Stated task: Copy out every line of the data below that contains the string "railing". The match is case-sensitive.

Data to use:
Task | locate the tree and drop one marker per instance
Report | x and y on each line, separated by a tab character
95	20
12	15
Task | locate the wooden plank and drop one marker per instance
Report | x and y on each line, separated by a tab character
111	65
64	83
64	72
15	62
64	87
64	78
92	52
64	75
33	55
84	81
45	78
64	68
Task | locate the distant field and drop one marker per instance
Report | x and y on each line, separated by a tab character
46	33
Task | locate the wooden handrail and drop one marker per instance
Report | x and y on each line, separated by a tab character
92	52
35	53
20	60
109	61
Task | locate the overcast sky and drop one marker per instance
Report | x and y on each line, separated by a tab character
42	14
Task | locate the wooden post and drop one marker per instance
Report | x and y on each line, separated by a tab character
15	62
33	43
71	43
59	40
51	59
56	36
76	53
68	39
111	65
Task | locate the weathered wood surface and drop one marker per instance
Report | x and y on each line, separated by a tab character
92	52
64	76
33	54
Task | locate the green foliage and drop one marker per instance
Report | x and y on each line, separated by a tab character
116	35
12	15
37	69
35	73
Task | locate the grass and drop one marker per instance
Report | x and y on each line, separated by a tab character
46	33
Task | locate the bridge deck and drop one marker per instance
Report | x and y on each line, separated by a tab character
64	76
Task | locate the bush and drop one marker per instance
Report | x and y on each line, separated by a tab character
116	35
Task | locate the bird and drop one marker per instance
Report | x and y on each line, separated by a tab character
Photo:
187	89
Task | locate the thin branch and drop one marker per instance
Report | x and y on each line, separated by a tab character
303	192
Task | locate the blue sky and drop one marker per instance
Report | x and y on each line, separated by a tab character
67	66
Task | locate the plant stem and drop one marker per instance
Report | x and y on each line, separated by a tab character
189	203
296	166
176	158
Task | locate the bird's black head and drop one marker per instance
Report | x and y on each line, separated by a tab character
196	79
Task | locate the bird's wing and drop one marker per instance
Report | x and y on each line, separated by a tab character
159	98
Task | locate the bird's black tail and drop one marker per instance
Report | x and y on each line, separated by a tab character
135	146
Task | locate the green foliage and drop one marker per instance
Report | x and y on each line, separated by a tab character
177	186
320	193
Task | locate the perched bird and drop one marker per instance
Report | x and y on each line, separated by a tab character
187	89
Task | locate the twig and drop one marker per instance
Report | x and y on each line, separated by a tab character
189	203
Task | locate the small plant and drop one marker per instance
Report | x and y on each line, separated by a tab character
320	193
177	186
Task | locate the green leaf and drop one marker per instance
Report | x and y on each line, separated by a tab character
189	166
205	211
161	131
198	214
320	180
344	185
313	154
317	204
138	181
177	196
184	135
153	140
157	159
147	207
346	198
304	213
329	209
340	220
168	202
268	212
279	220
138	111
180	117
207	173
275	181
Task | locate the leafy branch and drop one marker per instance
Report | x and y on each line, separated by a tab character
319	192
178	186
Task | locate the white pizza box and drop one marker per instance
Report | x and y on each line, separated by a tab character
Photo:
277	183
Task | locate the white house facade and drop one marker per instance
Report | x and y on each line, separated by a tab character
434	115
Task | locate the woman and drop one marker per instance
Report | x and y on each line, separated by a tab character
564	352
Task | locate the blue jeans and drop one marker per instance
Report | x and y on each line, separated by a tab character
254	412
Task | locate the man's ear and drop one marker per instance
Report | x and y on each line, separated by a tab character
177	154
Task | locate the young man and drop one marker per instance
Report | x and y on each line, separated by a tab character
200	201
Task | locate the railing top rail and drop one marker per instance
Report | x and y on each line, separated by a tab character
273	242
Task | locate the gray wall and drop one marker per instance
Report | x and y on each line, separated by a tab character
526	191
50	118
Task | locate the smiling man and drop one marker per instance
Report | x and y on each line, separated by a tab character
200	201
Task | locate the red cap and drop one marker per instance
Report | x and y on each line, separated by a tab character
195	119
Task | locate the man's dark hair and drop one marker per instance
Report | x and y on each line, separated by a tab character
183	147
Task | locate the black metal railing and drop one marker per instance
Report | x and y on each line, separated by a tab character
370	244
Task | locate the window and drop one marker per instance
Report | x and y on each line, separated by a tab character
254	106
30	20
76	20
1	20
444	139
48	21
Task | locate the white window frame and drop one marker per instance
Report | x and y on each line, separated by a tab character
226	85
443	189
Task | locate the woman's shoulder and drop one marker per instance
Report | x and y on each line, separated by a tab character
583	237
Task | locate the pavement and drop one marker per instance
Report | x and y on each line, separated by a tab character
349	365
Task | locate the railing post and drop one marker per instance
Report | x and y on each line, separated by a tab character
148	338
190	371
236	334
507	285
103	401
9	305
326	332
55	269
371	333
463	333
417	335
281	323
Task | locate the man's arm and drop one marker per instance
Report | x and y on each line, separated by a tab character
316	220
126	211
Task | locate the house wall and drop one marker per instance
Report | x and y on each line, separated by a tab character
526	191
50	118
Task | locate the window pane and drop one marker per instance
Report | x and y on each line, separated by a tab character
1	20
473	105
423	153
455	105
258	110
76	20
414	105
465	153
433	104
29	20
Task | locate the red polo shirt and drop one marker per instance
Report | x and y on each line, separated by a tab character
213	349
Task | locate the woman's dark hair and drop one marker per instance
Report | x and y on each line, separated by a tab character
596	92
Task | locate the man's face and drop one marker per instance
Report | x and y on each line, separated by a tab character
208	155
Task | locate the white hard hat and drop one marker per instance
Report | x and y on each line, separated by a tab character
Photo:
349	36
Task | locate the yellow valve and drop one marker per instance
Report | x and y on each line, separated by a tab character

==

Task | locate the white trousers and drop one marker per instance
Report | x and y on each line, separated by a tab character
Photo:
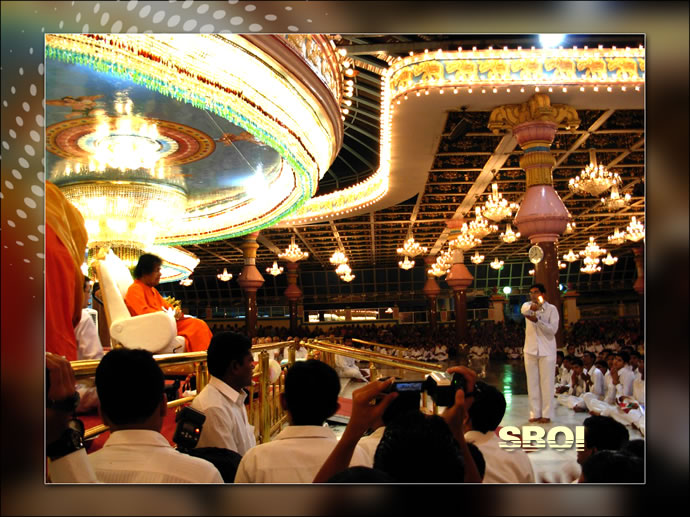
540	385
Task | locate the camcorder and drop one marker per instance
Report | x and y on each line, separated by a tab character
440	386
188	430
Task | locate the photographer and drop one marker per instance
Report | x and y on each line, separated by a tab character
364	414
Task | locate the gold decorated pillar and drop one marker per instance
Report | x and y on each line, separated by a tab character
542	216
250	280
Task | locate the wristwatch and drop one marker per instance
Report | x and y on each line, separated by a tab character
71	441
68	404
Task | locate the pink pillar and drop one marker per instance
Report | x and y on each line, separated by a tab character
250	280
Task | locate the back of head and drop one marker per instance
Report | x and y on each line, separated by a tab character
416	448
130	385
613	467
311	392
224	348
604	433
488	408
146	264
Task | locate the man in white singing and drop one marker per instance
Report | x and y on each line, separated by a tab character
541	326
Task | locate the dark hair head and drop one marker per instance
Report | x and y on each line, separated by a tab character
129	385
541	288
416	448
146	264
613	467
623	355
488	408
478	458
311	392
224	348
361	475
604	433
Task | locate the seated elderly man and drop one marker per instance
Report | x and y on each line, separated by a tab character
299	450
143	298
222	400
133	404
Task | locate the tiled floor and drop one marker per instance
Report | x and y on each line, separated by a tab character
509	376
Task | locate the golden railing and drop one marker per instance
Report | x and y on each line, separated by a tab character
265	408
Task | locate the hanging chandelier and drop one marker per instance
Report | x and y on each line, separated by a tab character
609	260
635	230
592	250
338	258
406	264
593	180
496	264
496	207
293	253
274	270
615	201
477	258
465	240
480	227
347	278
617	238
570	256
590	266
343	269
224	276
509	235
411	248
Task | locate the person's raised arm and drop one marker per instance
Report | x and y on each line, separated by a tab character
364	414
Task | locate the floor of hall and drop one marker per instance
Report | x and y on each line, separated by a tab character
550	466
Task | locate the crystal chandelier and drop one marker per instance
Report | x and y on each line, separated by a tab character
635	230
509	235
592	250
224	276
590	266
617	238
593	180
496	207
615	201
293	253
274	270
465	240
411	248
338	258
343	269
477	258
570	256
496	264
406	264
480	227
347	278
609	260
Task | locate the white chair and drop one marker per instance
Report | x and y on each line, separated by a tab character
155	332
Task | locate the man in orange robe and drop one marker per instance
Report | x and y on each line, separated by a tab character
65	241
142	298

Solution:
Task | locate the railing top rail and drop one marker per instance
Task | locate the black metal railing and drop one marker per instance
Task | locate the railing post and drop one marker per instance
Task | locate the golden railing and drop one marker per instance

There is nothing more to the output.